* [YOUR INSTRUCTIONS]
Your response should consist of the records, reproduced exactly.

[Region pointing data]
*** Begin section ***
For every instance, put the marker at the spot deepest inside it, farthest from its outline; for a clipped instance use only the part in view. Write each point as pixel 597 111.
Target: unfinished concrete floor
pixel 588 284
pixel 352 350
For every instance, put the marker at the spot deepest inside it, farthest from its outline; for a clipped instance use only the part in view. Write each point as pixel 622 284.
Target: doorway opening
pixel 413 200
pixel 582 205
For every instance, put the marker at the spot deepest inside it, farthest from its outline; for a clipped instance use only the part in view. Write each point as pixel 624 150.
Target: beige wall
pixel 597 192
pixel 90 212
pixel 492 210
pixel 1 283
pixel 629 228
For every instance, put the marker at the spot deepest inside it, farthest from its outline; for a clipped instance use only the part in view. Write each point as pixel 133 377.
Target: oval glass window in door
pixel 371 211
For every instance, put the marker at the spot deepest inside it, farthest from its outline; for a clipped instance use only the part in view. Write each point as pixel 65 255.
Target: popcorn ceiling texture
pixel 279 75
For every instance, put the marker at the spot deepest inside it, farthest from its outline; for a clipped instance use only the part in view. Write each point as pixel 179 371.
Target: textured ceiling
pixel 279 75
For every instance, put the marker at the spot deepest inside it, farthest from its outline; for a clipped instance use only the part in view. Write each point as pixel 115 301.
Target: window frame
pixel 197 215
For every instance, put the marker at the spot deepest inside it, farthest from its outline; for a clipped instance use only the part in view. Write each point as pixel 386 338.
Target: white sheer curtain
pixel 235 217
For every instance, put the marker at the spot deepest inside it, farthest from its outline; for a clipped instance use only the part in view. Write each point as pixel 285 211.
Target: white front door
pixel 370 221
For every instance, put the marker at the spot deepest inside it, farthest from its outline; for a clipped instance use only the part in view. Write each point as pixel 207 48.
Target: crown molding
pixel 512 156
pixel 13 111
*** End section ***
* [TASK OUTPUT]
For every instance, put the marker at the spot deepest inside it, farthest from its outline; for a clipped instance use only the part in view. Write each point as pixel 597 111.
Target: unfinished concrete floor
pixel 588 284
pixel 352 350
For every instance, put the marker at the spot deepest inside it, farthest from its outline; for a clipped instance use only the part in view. Write each point as pixel 622 284.
Target: doorway opening
pixel 413 200
pixel 582 205
For every instance, put the marker at the spot deepest inside it, farthest from its outline; for a clipped instance use only the part in view. Write each point as pixel 624 150.
Target: beige wall
pixel 597 192
pixel 90 212
pixel 492 210
pixel 1 283
pixel 629 228
For every instance, put the marker at the spot deepest inside it, farthest from its outline; for a clipped instance use only the part in view. Write each point as pixel 133 377.
Target: oval glass window in door
pixel 371 211
For every instance, put the marker at the spot deepest inside it, farthest from its outline; for a clipped instance use only the part in view. Write each point as pixel 65 255.
Target: popcorn ceiling texture
pixel 279 75
For every instance, put the marker at the spot deepest inside it, farthest from its outline; for a clipped instance use only the part in view. Write each point as pixel 179 371.
Target: textured ceiling
pixel 279 75
For every instance, put the marker at the spot deepest inside it, farthest from its outline; for a clipped instance use only the part in view. Write each point as pixel 115 301.
Target: window frame
pixel 197 215
For every instance, put the marker at the spot deepest inside it, farthest from its outline; for a clipped instance use only the part in view. Write each point as pixel 386 338.
Target: white sheer curtain
pixel 235 217
For every instance, put the marker at the spot deepest inside it, farthest from its outline; for a clipped instance use only the part in view. Write each point as pixel 285 211.
Target: white front door
pixel 370 221
For every instance, put the marker at the spot deepest inside it, farthest from its outline; for a clipped instance use only the part in view. Write each point as pixel 207 48.
Target: crown molding
pixel 512 156
pixel 13 111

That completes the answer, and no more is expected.